It looks like your code has a leak and does not close all IndexReaders/Writers that you use during your custom code in Solr. It is impossible to review this from outside.

You shuld use the Solr provided SolrIndexWriter and SolrIndexSearcher to do your custom stuff and let Solr manage them.

Uwe

Am 10.09.2023 um 04:09 schrieb Rahul Goswami:
Uwe,
Thanks for the response. I have openSearcher=false in autoCommit, but I do
have an autoSoftCommit interval of 5 minutes configured as well which
should open a searcher.
In vanilla Solr, without my code, I see that if I completely reindex all
documents in a segment (via a client call), the segment does get deleted
after the soft commit interval. However if I process the segments as per
Approach-1 in my original email, I see that the 0 doc 7.x segment stays
even after the process finishes, i.e even after I exit the
try-with-resources block.  Note that my index is a mix of 7.x and 8.x
segments and I am only reindexing 7.x segments by preventing them from
participating in merge via a custom MergePolicy.
Additionally as mentioned, Solr provides a handler (<core>/admin/segments)
which does what Luke does and it shows that by the end of the process there
are no more 7.x segments as referenced by the segments_x file. But for some
reason the physical 7.x segment files continue to stay behind until I
restart Solr.

Thanks,
Rahul

On Mon, Sep 4, 2023 at 7:18 AM Uwe Schindler <u...@thetaphi.de> wrote:

Hi,

in Solr the empty segment keeps open as long as there is a Searcher
still open. At some point the empty segment (100% deletions) will be
deleted, but you have to wait until SolIndexSearcher has restarted.
Maybe check your solrconfig.xml and check if openSearcher is enabled
after autoSoftCommit:

https://solr.apache.org/guide/solr/latest/configuration-guide/commits-transaction-logs.html

Uwe

Am 31.08.2023 um 21:35 schrieb Rahul Goswami:
Stefan, Mike,
Appreciate your responses! I spent some time analyzing your inputs and
going further down the rabbit hole.

Stefan,
I looked at the IndexRearranger code you referenced where it tries to
drop
the segment. I see that it eventually gets handled via
IndexFileDeleter.checkpoint() through file refCounts (=0 for deletion
criteria). The same method also gets called as part of
IndexWrtier.commit()
flow (Inside finishCommit()). So in an ideal scenario a commit should
have
taken care of dropping the segment files. So that tells me the refCounts
for the files are not getting set to 0. I have a fair suspicion the
reindexing process running on the same index inside the same JVM has to
do
something with it.

_WRITTEN INSTRUCTION A:_ Reproduce the passage of the Solr discussion starting with "Maybe check your" and going on through "the rabbit hole.".
_WRITTEN INSTRUCTION B:_
Answer these questions using the Solr discussion above:
(i) What autoSoftCommit interval does Rahul report having configured?
(ii) Which Solr handler does Rahul say does what Luke does?
(iii) Through which method does Rahul say the segment drop is eventually handled via file refCounts?
_WRITTEN INSTRUCTION C:_ Pick up the Solr discussion after its last sentence and continue it.
The records have no connection to the Solr discussion above.

_SUPPLIED INFORMATION:_
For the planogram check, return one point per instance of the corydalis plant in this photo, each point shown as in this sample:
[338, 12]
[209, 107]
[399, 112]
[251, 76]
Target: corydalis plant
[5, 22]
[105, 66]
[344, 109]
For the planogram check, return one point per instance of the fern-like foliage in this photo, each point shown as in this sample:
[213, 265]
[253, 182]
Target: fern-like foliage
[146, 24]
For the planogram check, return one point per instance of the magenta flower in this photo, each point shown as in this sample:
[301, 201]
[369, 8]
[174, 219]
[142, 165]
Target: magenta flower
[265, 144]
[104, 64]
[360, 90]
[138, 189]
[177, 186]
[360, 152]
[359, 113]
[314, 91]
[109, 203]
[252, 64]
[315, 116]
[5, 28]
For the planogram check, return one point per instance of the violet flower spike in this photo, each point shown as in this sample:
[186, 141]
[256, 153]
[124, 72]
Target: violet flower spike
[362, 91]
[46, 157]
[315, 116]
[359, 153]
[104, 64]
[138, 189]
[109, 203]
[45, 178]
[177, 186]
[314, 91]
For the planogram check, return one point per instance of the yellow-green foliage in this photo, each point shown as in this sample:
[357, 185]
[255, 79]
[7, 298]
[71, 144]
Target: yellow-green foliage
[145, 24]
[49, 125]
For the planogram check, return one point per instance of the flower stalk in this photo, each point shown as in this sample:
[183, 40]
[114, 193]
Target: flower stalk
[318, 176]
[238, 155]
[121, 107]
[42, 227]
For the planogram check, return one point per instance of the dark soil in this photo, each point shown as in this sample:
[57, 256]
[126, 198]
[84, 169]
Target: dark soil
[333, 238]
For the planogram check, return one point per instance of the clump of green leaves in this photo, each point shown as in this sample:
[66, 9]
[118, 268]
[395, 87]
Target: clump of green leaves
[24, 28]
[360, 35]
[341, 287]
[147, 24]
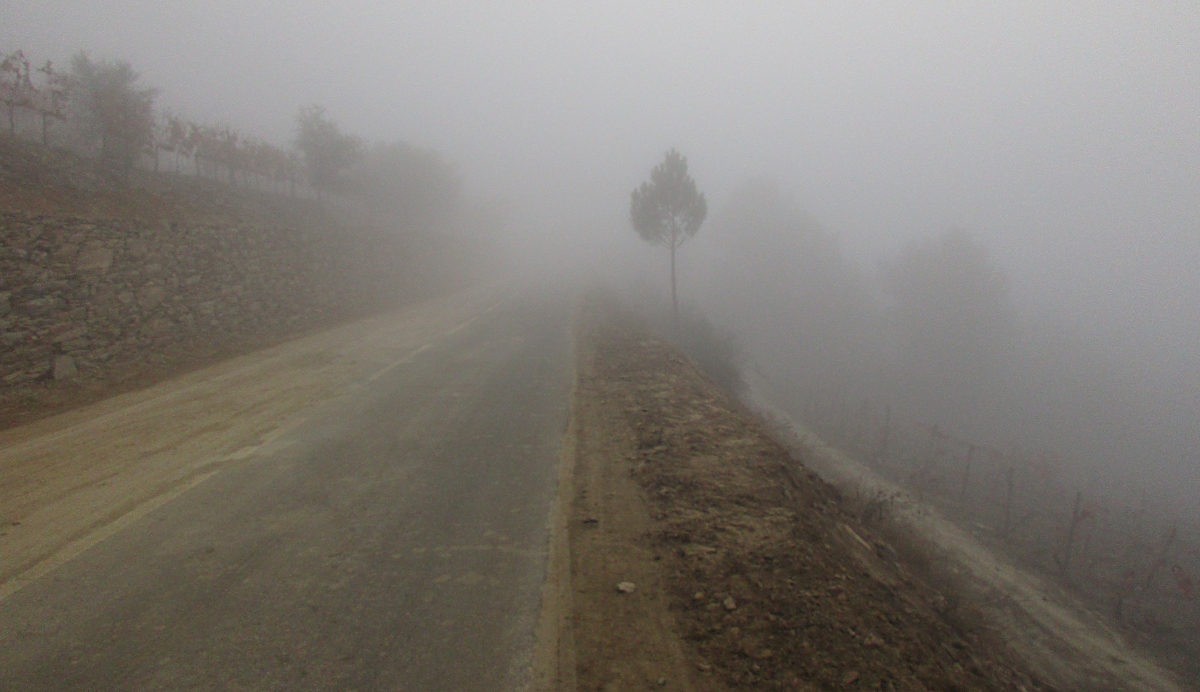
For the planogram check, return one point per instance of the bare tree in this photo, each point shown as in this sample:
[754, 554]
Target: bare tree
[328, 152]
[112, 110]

_EXERCISE RESULT A:_
Maybe check your solrconfig.xml and check if openSearcher is enabled
after autoSoftCommit:

https://solr.apache.org/guide/solr/latest/configuration-guide/commits-transaction-logs.html

Uwe

Am 31.08.2023 um 21:35 schrieb Rahul Goswami:
Stefan, Mike,
Appreciate your responses! I spent some time analyzing your inputs and
going further down the rabbit hole.

_EXERCISE RESULT B:_
(i) 5 minutes
(ii) <core>/admin/segments
(iii) IndexFileDeleter.checkpoint()

_EXERCISE RESULT C:_
Mike,
Thanks for the caution on Approach 2 ...good to at least be able to
continue on one train of thought. As mentioned in my response to Stefan,
the reindexing is going on *inside* of the Solr JVM as an asynchronous
thread and not as a separate process. So I believe the open reader you
are
alluding to might be the one I am opening to through
DirectoryReader.open()
(?) . However, looking at the code, I am seeing IndexFileDeleter.incRef()
only on the files in SegmentCommitInfos.

Does an incRef() also happen when an IndexReader is opened ?

Note:The index is a mix of 7.x and 8.x segments (on Solr 8.x). By
extending
TMP and overloading findMerges() I am preventing 7.x segments from
participating in merges, and the code only reindexes these 7.x segments
into the same index, segment-by-segment.
In the current tests I am performing, there are no parallel search or
indexing threads through an external request. The reindexing is the only
process interacting with the index. The goal is to eventually have this
running alongside any parallel indexing/search requests on the index.
Also, as noted earlier, by inspecting the SegmentInfos , I can see the
7.x
segment progressively reducing, but the files never get cleared.

If it is my reader that is throwing off the refCount for Solr, what could
be another way of reading the index without bloating it up with 0 doc
segments?

I will also try floating this in the Solr list to get answers to some of
the questions you pose around Solr's handling of readers..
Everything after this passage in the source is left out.